**TEXT:**
The Story Behind the Statistics
Today, the government has released its annual statistics on animal experiments. These are the dry figures which represent the imprisonment, suffering and deaths of legions of helpless animals in the UK’s 200 or so laboratories. There’s a lot of information in these figures, but none of it can convey the pain of a mouse genetically engineered to grow tumours, the pathetic confusion of a brain-damaged monkey who awakes from anaesthesia to find her arm paralysed or the terror of a pig facing repeated surgery. Sadly, the list of such examples goes on and on and on. But for what it’s worth, among the things you can learn from these statistics are the following:
- 3,541, 252 living animals had experiments started on them in 2009. All but a handful will now be dead.
- 90,000 animals were used in “lethal” toxicity tests (ie, tests in which the intention was to poison animals until some of them died).
- 18,000 procedures “interfered” with animals’ brains.
For the first time ever, less than half the scientific procedures in the UK used animals that were “genetically normal”: 42% used animals that were genetically manipulated and another 11% used conventionally bred animals with what’s called a “harmful genetic defect”.
For the first time since 2001, these numbers actually went down from the previous year, but after eight years of increases, a 1 per cent decrease means we shouldn’t celebrate yet.
One animal facing a tormented life in a laboratory is one too many: these figures are a national disgrace – an indictment of the last government’s policies, under which animal tests rose by a third between 2000 and 2009. The new government has said it will “work to reduce” the use of animals in scientific research. These are fine and welcome words, but the coalition will be judged by what it does, not by what it says.

Referring expression grounding data:
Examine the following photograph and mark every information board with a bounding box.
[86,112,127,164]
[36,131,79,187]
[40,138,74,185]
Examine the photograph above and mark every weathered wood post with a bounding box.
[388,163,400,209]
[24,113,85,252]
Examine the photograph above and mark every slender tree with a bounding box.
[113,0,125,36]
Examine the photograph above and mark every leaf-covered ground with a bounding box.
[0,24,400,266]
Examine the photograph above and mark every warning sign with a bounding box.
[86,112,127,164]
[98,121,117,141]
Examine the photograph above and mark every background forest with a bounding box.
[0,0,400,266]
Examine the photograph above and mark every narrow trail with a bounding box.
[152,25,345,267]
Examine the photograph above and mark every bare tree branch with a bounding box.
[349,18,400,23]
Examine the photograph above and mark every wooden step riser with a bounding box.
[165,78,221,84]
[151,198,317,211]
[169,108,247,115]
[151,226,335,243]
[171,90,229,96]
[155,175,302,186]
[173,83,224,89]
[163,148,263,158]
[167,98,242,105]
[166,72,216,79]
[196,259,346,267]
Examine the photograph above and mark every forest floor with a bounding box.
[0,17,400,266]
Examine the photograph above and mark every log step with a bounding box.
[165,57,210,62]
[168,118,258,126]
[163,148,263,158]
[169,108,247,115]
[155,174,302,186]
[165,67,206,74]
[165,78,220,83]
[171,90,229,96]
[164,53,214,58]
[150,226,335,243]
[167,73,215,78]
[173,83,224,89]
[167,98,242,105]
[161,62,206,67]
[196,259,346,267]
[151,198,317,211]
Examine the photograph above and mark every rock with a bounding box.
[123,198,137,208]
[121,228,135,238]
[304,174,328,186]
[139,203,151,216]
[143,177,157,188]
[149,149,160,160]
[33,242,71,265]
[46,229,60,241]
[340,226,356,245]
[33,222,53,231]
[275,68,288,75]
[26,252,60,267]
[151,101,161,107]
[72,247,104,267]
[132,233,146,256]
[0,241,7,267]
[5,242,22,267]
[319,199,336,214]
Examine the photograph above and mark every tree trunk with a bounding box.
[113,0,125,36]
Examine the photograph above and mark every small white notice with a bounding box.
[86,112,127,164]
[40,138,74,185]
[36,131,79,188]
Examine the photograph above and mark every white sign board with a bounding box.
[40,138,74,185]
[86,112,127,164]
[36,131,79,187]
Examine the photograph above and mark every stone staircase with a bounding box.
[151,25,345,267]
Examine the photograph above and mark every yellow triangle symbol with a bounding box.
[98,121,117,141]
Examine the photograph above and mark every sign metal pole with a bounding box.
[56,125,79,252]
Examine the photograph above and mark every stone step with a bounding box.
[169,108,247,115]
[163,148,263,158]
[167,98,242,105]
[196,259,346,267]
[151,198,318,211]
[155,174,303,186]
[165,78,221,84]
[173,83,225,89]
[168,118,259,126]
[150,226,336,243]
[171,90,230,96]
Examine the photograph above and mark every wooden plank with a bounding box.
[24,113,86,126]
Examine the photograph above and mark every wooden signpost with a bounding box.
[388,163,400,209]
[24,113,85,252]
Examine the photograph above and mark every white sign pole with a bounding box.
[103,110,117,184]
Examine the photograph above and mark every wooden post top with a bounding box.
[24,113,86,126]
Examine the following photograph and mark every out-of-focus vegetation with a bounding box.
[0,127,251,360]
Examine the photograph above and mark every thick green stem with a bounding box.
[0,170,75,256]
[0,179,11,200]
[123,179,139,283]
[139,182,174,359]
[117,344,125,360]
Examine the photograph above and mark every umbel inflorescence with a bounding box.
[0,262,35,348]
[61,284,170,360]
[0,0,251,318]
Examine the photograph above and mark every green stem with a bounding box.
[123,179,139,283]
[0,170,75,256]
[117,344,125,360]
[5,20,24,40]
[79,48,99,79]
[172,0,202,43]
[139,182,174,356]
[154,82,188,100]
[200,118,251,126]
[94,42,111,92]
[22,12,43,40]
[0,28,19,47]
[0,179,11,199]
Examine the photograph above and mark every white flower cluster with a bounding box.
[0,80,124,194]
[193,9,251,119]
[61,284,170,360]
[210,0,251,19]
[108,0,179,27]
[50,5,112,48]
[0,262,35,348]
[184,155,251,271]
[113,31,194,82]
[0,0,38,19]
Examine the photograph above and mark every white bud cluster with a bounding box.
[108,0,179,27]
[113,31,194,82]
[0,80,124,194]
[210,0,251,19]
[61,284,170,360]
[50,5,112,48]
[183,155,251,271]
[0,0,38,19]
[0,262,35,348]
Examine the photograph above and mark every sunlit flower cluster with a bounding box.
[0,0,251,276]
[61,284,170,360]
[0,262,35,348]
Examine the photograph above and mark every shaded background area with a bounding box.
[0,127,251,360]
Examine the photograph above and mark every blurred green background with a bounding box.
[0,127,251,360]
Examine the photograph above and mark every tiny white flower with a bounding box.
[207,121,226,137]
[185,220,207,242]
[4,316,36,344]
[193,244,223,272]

**EXERCISE SET:**
**1)** Condense the paragraph of the animal experiments text that begins "One animal facing a tormented life" into two sentences, keeping its main facts.
**2)** Answer these questions from the animal experiments text:
(a) How many animals were used in "lethal" toxicity tests?
(b) What share of scientific procedures used genetically manipulated animals?
(c) By what percentage did the numbers go down from the previous year?

**SOLUTIONS TO EACH TASK:**
**1)** One animal suffering in a laboratory is one too many, and the figures are a national disgrace and an indictment of the last government, under which animal tests rose by a third between 2000 and 2009. The new government has said it will "work to reduce" the use of animals in research, but it will be judged by its actions, not its words.

**2)**
(a) 90,000 animals.
(b) 42%.
(c) 1 per cent.